Rewrite all of the rows below so that "outline every instance" takes the place of "segment every instance" wherever it occurs, leaving every other character as it is.

[Labeled contour rows]
────────────────────────────────────────

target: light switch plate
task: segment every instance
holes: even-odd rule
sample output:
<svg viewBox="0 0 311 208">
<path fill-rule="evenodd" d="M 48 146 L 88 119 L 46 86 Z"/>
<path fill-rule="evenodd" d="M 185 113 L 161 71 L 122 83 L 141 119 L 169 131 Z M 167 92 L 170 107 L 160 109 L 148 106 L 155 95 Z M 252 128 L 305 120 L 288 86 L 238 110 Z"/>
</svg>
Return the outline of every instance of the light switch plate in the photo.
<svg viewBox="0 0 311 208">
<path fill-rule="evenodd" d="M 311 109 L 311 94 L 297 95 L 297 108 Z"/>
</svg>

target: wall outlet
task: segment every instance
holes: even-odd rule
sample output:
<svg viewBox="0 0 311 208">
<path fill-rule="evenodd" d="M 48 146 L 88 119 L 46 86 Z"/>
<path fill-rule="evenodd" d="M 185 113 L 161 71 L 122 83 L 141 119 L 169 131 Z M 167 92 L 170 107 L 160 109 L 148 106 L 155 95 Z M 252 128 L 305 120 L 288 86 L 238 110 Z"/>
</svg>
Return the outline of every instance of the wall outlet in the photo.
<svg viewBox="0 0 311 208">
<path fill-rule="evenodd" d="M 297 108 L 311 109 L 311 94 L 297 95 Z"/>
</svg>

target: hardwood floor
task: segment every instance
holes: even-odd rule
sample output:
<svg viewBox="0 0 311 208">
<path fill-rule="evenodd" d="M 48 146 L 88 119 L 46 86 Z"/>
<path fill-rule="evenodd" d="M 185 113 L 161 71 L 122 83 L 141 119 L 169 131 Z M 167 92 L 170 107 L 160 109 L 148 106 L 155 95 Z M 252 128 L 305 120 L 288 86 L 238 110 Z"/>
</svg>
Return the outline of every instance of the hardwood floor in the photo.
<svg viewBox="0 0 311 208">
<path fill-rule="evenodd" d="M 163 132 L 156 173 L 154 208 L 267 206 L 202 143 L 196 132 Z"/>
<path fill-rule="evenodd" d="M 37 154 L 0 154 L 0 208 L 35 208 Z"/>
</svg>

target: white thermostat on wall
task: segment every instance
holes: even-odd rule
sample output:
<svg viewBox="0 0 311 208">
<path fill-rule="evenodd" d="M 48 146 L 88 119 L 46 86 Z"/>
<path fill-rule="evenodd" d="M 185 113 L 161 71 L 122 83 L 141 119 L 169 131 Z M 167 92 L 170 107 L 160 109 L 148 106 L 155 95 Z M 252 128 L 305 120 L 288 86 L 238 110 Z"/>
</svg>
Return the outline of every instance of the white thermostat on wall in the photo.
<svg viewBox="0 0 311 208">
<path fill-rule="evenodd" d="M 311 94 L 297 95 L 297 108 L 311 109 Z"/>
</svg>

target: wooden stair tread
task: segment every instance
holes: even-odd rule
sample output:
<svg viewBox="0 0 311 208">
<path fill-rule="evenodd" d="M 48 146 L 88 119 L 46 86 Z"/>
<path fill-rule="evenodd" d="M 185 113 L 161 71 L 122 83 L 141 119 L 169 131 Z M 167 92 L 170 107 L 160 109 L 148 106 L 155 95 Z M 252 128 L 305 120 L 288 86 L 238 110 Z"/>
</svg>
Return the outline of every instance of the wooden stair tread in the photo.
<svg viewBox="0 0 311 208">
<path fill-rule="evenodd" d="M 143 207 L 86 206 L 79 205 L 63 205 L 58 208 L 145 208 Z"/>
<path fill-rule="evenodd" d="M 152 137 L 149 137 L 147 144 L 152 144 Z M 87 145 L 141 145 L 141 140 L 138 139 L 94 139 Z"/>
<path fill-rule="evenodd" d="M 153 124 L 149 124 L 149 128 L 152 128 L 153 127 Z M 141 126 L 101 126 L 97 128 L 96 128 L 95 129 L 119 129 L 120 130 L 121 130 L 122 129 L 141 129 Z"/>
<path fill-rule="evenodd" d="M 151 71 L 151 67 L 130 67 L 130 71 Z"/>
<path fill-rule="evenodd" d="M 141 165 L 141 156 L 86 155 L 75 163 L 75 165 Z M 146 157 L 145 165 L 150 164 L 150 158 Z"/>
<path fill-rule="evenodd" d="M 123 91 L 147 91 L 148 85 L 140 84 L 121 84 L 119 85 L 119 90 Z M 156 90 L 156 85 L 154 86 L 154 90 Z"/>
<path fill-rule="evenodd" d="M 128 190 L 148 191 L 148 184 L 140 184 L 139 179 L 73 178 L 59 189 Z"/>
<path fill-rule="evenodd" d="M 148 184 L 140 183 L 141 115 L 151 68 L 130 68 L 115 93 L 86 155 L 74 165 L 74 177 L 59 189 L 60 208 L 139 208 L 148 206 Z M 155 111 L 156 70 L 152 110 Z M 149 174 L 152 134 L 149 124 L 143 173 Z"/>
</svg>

────────────────────────────────────────

Answer to the task.
target: light switch plate
task: outline every instance
holes: even-odd rule
sample output:
<svg viewBox="0 0 311 208">
<path fill-rule="evenodd" d="M 48 146 L 88 119 L 46 86 Z"/>
<path fill-rule="evenodd" d="M 185 113 L 161 71 L 122 83 L 141 119 L 169 131 Z M 167 92 L 170 107 L 160 109 L 148 106 L 155 95 Z M 252 128 L 305 120 L 288 86 L 238 110 Z"/>
</svg>
Return the outline of every instance of the light switch plate in the photo.
<svg viewBox="0 0 311 208">
<path fill-rule="evenodd" d="M 311 109 L 311 94 L 297 95 L 297 108 Z"/>
</svg>

target: wall outlet
task: outline every instance
holes: even-odd rule
sample output:
<svg viewBox="0 0 311 208">
<path fill-rule="evenodd" d="M 48 146 L 88 119 L 46 86 Z"/>
<path fill-rule="evenodd" d="M 185 113 L 161 71 L 122 83 L 141 119 L 169 131 Z M 167 92 L 170 107 L 160 109 L 148 106 L 155 95 Z M 252 128 L 305 120 L 288 86 L 238 110 Z"/>
</svg>
Return the outline of every instance of the wall outlet in the photo.
<svg viewBox="0 0 311 208">
<path fill-rule="evenodd" d="M 297 108 L 311 109 L 311 94 L 297 95 Z"/>
</svg>

target: hardwood floor
task: outline every instance
holes: even-odd rule
sample output:
<svg viewBox="0 0 311 208">
<path fill-rule="evenodd" d="M 48 146 L 88 119 L 46 86 Z"/>
<path fill-rule="evenodd" d="M 185 113 L 161 71 L 122 83 L 141 119 L 169 131 Z M 167 92 L 170 107 L 160 109 L 148 106 L 155 95 Z M 252 128 L 305 120 L 288 86 L 238 110 Z"/>
</svg>
Return the outline of every instance of the hardwood floor in the photo.
<svg viewBox="0 0 311 208">
<path fill-rule="evenodd" d="M 163 132 L 156 173 L 154 208 L 267 206 L 202 143 L 196 132 Z"/>
<path fill-rule="evenodd" d="M 37 154 L 0 154 L 0 208 L 35 208 Z"/>
</svg>

target: white thermostat on wall
task: outline every instance
holes: even-odd rule
sample output:
<svg viewBox="0 0 311 208">
<path fill-rule="evenodd" d="M 48 146 L 88 119 L 46 86 Z"/>
<path fill-rule="evenodd" d="M 185 113 L 161 71 L 122 83 L 141 119 L 169 131 Z M 167 92 L 170 107 L 160 109 L 148 106 L 155 95 Z M 252 128 L 305 120 L 288 86 L 238 110 Z"/>
</svg>
Return the outline of every instance of the white thermostat on wall in the photo.
<svg viewBox="0 0 311 208">
<path fill-rule="evenodd" d="M 311 94 L 297 95 L 297 108 L 311 109 Z"/>
</svg>

target: wooden stair tread
task: outline every instance
holes: even-odd rule
sample output:
<svg viewBox="0 0 311 208">
<path fill-rule="evenodd" d="M 48 146 L 88 119 L 46 86 Z"/>
<path fill-rule="evenodd" d="M 185 113 L 161 71 L 122 83 L 141 119 L 169 131 Z M 167 92 L 170 107 L 160 109 L 148 106 L 155 95 Z M 252 128 L 305 120 L 288 86 L 238 110 Z"/>
</svg>
Return the outline of every instance of the wooden stair tread in the photo.
<svg viewBox="0 0 311 208">
<path fill-rule="evenodd" d="M 143 207 L 86 206 L 79 205 L 63 205 L 58 208 L 145 208 Z"/>
<path fill-rule="evenodd" d="M 152 137 L 149 137 L 147 144 L 152 144 Z M 87 145 L 141 145 L 141 140 L 138 139 L 94 139 Z"/>
<path fill-rule="evenodd" d="M 153 124 L 149 124 L 149 128 L 152 128 L 153 127 Z M 141 126 L 101 126 L 97 128 L 96 128 L 95 129 L 119 129 L 120 130 L 121 130 L 122 129 L 141 129 Z"/>
<path fill-rule="evenodd" d="M 151 71 L 151 67 L 130 67 L 130 71 Z"/>
<path fill-rule="evenodd" d="M 141 165 L 141 156 L 86 155 L 75 163 L 75 165 Z M 146 157 L 145 165 L 150 164 L 150 158 Z"/>
<path fill-rule="evenodd" d="M 123 91 L 147 91 L 148 85 L 140 84 L 121 84 L 119 85 L 119 90 Z M 156 90 L 156 85 L 154 86 L 154 90 Z"/>
<path fill-rule="evenodd" d="M 128 190 L 148 191 L 148 184 L 140 184 L 139 179 L 73 178 L 59 189 Z"/>
<path fill-rule="evenodd" d="M 148 184 L 140 183 L 141 115 L 151 68 L 130 68 L 115 93 L 86 155 L 74 165 L 74 177 L 59 189 L 60 208 L 139 208 L 148 206 Z M 155 111 L 156 70 L 152 110 Z M 149 174 L 152 134 L 149 124 L 143 173 Z"/>
</svg>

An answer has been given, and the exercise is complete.